- [Job]: Rewrite every one of the records below, substituting "central" for each occurrence of "innermost" and leaving all other text unchanged.

--- BEGIN Records shown ---

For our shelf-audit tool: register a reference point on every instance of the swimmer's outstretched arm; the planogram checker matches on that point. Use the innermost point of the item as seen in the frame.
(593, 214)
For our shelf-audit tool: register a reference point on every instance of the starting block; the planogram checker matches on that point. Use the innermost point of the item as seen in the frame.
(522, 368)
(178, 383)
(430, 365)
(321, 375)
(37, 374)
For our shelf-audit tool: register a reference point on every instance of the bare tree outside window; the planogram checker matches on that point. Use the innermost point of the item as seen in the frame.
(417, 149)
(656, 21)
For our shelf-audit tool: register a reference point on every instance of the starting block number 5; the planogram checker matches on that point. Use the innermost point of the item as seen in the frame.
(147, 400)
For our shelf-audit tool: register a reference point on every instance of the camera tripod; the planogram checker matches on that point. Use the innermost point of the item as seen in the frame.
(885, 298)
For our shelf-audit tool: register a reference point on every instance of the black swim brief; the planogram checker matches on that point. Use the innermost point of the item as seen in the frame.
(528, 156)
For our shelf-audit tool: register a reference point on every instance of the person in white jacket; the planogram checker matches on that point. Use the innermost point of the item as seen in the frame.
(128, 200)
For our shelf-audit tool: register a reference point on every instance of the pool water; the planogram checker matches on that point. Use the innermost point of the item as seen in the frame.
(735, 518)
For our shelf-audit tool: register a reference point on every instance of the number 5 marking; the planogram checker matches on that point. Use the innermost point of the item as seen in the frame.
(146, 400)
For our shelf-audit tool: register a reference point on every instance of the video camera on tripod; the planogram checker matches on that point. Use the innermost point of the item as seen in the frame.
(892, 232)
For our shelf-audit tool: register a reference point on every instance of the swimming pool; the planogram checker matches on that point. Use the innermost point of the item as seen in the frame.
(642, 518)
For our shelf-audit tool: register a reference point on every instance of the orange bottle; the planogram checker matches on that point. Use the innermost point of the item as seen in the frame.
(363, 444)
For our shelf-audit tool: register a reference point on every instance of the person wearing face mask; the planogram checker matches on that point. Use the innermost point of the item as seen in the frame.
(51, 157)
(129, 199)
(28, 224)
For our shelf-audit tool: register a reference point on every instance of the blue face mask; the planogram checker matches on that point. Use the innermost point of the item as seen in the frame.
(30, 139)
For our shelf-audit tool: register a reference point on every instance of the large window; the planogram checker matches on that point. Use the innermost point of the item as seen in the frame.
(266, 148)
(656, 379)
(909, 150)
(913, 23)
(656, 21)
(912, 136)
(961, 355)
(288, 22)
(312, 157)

--- END Records shown ---

- [Result of this task]:
For our shelf-audit tool: register a reference point on every instance of the swimmer's outstretched arm; the planogram checker matches on that point. Use the central point of the item as seen in the frame.
(593, 214)
For our shelf-audit tool: register a reference point on every instance of the starting block; the planogram checker matches on that point. Use the central point of the item as seen in the frame.
(522, 368)
(178, 383)
(430, 365)
(321, 375)
(37, 374)
For our shelf-audit tool: register a reference point on every instance of the bare tree outside window; the planogram checker matches on that point. Use the central point of the item as seen in the frame.
(417, 149)
(656, 21)
For our shelf-audit tool: register a reference point on every instance of the starting block number 5; the planogram checker matches on that point. Use the central point of the item as seen in the frame.
(147, 400)
For our shelf-audit tool: register a reference point on every instance of the camera tripod; the planogram checker matches on that point. Use the central point of the item as seen in the frame.
(885, 298)
For our shelf-audit tool: register a reference point on every instance of the black swim brief; the planogram checker matches on that point. Use the central point of the item as seen in the frame.
(528, 156)
For our shelf-audit tool: register a reference point on every instance of the person in white jacket; the planogram checker matches on that point. Use the central point of the item as seen in the frame.
(128, 200)
For our shelf-audit tool: register a reference point on every instance of the pool water; the planogram checker matches on that point. Use the central point of the item as seen in the frame.
(735, 518)
For our shelf-audit tool: register a reference point on every instance of the number 5 marking; the planogram checker matches on that point. Use the central point of the item as seen in the frame.
(146, 400)
For our shelf-audit tool: register a reference point on every instance of the video camera on tripod; the planogram checker matches on that point. Use the central point of the item as seen in the frame.
(892, 232)
For our shelf-audit tool: register a reference point on every instance of the swimming pool; the planogram checker matches on that point. Use the central point of the item as seen in the frame.
(642, 518)
For our shelf-audit tool: register a reference point on every instance of the orange bottle; the planogram checker matches on that point. Use the central point of the item as seen in the frame.
(363, 444)
For our shelf-audit tool: register a reference point on every instance of the person wearing face mask; the planogram checker matches on that point. Use the central point of the item as seen in the frame.
(51, 157)
(129, 199)
(28, 224)
For our shelf-audit tool: register a reference point on every instance of the blue face mask; the planogram checker matches on that point. Use the central point of the item as seen in the frame.
(30, 139)
For our shelf-audit tool: register a reference point on every instance of the large window; the planogram checker matches on that point. Use the central point of the item as seen in the frame.
(266, 148)
(656, 379)
(909, 150)
(913, 23)
(656, 21)
(912, 136)
(961, 355)
(288, 22)
(312, 157)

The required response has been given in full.